→ DIRECTIVE:
Copy everything from the line containing "Where is the dark forest background in it?" down to the end of the material, substituting "woodland" for "forest" and leaving all else unchanged.

------

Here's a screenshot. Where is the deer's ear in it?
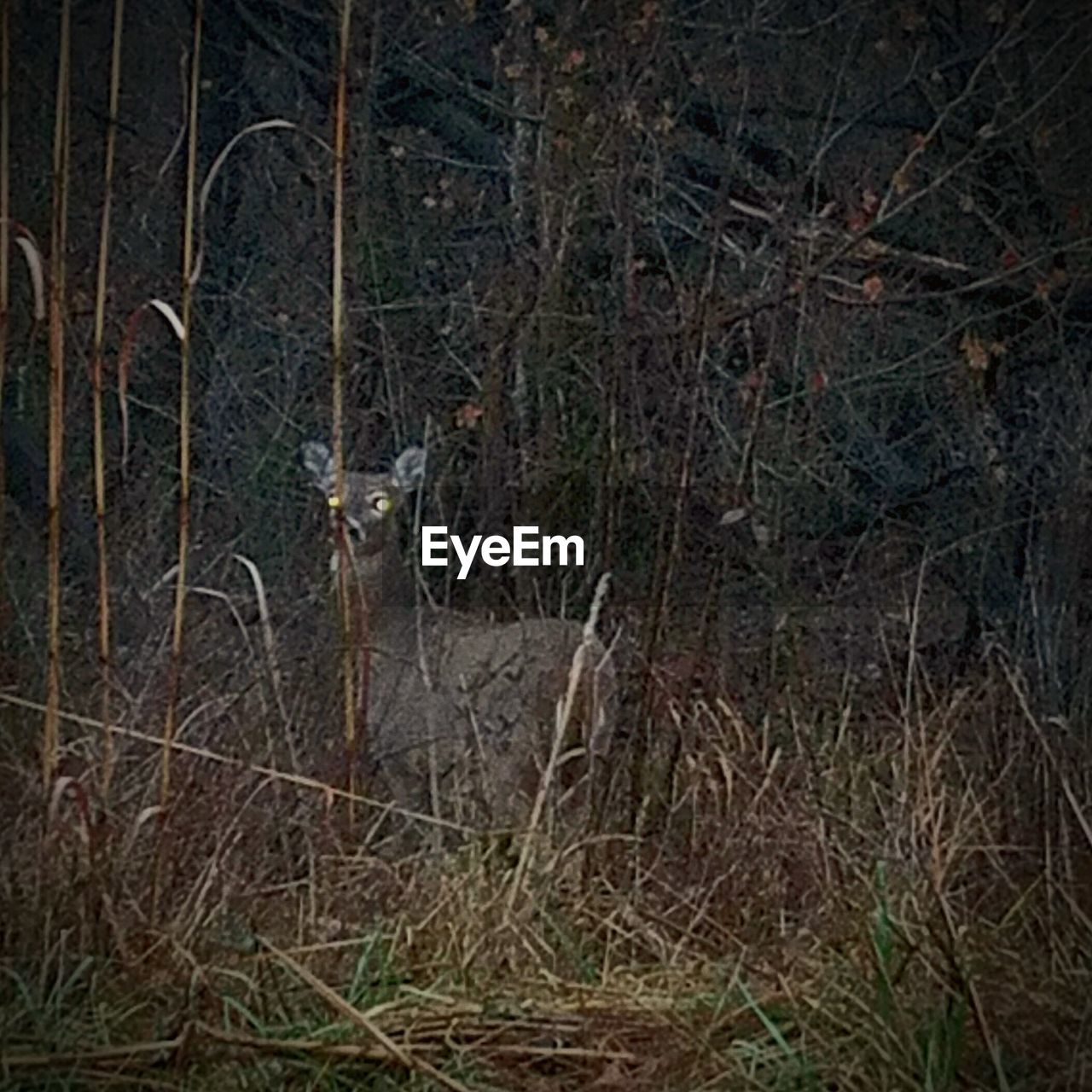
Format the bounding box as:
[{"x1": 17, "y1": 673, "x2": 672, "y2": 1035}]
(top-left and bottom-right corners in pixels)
[
  {"x1": 394, "y1": 448, "x2": 426, "y2": 489},
  {"x1": 299, "y1": 440, "x2": 334, "y2": 492}
]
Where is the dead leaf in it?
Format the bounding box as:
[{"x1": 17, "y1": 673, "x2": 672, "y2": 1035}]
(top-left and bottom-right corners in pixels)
[{"x1": 861, "y1": 273, "x2": 884, "y2": 304}]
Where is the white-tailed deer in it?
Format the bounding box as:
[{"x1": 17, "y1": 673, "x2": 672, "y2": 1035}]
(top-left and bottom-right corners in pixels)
[{"x1": 300, "y1": 441, "x2": 613, "y2": 827}]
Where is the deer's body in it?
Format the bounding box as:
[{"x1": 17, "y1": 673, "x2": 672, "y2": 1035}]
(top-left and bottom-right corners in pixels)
[{"x1": 301, "y1": 444, "x2": 613, "y2": 826}]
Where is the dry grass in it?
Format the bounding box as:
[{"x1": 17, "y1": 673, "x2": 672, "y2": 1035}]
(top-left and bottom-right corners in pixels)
[{"x1": 0, "y1": 642, "x2": 1092, "y2": 1089}]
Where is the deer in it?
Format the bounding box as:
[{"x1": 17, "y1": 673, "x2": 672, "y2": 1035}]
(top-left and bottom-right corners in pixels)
[{"x1": 299, "y1": 440, "x2": 615, "y2": 830}]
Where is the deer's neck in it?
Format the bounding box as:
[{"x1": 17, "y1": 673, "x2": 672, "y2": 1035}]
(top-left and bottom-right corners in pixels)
[{"x1": 351, "y1": 542, "x2": 416, "y2": 643}]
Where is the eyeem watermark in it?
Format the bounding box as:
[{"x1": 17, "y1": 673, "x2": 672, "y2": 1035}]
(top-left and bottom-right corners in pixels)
[{"x1": 421, "y1": 526, "x2": 584, "y2": 580}]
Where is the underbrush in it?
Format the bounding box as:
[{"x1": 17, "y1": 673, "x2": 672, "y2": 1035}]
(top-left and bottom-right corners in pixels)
[{"x1": 0, "y1": 664, "x2": 1092, "y2": 1092}]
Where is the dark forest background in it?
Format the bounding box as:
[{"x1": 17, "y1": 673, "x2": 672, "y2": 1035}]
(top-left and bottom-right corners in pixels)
[{"x1": 0, "y1": 0, "x2": 1092, "y2": 1087}]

------

→ TASK ANSWER:
Where is the dark woodland background in it?
Format the bounding box as:
[{"x1": 17, "y1": 673, "x2": 672, "y2": 1035}]
(top-left and bottom-right corners in pixels)
[{"x1": 0, "y1": 0, "x2": 1092, "y2": 1087}]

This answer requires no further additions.